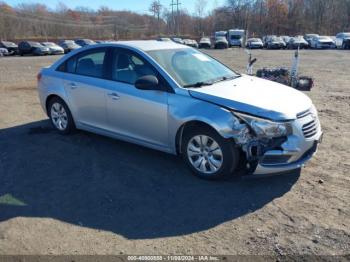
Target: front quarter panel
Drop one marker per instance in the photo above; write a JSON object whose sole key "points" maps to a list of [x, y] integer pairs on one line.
{"points": [[184, 108]]}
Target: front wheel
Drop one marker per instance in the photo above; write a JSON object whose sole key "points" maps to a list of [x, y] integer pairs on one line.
{"points": [[209, 155]]}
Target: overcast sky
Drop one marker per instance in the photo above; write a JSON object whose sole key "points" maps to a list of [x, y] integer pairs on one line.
{"points": [[140, 6]]}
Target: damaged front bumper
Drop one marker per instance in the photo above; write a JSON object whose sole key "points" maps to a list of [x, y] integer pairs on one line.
{"points": [[278, 155]]}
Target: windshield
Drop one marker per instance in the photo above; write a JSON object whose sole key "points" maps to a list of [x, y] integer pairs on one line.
{"points": [[35, 44], [48, 44], [235, 37], [221, 38], [190, 67], [9, 44]]}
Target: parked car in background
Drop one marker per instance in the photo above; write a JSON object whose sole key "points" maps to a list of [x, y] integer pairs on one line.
{"points": [[191, 43], [275, 42], [221, 42], [53, 48], [236, 37], [84, 42], [342, 40], [181, 101], [254, 43], [177, 40], [204, 42], [68, 45], [285, 38], [32, 48], [267, 38], [4, 51], [322, 42], [297, 42], [12, 48], [164, 39], [309, 37]]}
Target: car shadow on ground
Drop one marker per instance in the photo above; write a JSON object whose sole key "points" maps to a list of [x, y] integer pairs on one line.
{"points": [[101, 183]]}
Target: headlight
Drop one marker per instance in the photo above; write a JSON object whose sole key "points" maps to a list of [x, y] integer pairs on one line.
{"points": [[266, 128]]}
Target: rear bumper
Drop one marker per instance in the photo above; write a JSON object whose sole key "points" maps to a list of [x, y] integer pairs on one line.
{"points": [[262, 169]]}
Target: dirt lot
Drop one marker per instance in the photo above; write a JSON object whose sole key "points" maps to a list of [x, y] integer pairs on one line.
{"points": [[87, 194]]}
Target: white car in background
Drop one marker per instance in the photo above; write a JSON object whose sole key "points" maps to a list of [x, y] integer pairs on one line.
{"points": [[322, 42], [254, 43], [178, 100], [235, 37], [342, 40], [54, 49]]}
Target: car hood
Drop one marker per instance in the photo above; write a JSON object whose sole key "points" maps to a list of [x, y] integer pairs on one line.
{"points": [[255, 96], [325, 41], [42, 48]]}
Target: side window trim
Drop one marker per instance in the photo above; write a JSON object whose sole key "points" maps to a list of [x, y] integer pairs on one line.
{"points": [[83, 53], [114, 55]]}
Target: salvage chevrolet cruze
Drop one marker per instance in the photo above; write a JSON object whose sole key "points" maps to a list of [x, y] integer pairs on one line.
{"points": [[178, 100]]}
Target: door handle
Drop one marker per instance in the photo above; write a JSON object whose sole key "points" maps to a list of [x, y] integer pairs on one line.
{"points": [[73, 85], [114, 96]]}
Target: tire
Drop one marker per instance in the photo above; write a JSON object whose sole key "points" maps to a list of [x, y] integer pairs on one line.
{"points": [[60, 116], [209, 155]]}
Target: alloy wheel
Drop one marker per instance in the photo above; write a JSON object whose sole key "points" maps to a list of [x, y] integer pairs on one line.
{"points": [[204, 154], [59, 116]]}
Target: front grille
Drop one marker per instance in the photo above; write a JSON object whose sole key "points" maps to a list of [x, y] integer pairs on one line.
{"points": [[275, 159], [310, 128], [304, 113]]}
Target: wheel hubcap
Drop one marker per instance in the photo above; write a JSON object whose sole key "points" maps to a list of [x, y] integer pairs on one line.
{"points": [[204, 154], [59, 116]]}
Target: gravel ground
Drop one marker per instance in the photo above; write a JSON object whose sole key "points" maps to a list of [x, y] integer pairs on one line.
{"points": [[87, 194]]}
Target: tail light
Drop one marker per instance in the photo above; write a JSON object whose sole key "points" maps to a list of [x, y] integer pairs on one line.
{"points": [[38, 77]]}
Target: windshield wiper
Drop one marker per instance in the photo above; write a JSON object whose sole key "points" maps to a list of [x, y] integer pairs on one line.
{"points": [[210, 82], [225, 78], [198, 84]]}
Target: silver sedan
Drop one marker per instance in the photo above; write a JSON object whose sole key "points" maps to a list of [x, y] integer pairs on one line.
{"points": [[173, 98]]}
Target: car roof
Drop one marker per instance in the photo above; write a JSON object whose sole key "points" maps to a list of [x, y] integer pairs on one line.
{"points": [[149, 45]]}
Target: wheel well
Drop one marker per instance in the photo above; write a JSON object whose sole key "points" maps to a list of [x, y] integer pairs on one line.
{"points": [[187, 126], [48, 99]]}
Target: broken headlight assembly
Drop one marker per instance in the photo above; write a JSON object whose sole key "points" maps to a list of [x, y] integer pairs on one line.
{"points": [[264, 128]]}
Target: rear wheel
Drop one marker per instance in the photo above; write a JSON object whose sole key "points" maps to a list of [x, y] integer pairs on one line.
{"points": [[209, 155], [60, 116]]}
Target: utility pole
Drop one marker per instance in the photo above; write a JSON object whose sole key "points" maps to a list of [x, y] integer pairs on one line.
{"points": [[172, 15], [177, 24]]}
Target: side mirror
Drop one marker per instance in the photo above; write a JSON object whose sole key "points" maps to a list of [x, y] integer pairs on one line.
{"points": [[148, 82]]}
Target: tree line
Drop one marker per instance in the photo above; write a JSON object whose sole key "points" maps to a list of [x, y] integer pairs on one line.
{"points": [[259, 17]]}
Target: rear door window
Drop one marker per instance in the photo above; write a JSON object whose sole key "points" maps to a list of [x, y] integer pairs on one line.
{"points": [[90, 64], [127, 67]]}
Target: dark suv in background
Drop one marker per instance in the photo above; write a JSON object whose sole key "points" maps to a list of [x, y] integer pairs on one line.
{"points": [[68, 45], [84, 42], [12, 48], [32, 48]]}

[Directions for this task] Your task is to output exactly the lines running from the one with "Target: broken headlight assembly" through the final line of the material above, with both ends included.

[Task answer]
Target: broken headlight assembly
Drop one marker per instance in the photo above; write a JSON object whose sole key "points" maps to a list of [x, y] integer pairs on one line.
{"points": [[264, 128]]}
Target: rear wheel
Drop one marker per instance in the photo above; write a JSON object whose sole key "points" maps to a list of [x, y] integer pairs on one line.
{"points": [[209, 155], [60, 116]]}
Target: utility pole
Drop one marker per instance in the photo above; write a JSON object whose sole key "points" maps to a list of [x, y] integer pairs on one line.
{"points": [[172, 15], [177, 24]]}
Target: side mirror
Drop one marker per instance in the photo above; write a JSON object whose sole key "points" maps to a list of [x, y] integer pairs on one line.
{"points": [[148, 82]]}
Target: tree line
Drop one marker per instance in the photo above; write a JSON object whose sole key "points" maps to a list of [x, y] integer pairs on one line.
{"points": [[259, 17]]}
Target: rear door window
Drop one marker per instance in the photo above; write a JSON object whose sole key "points" maps to a list of [x, y] integer pairs on one line.
{"points": [[90, 64], [127, 67]]}
Target: dark suv in background
Drop one marker per instance in the photo above; write a JSON object whose sole key "points" maps to a list of [x, y] integer pairs on one line.
{"points": [[68, 45], [84, 42], [12, 48], [32, 48]]}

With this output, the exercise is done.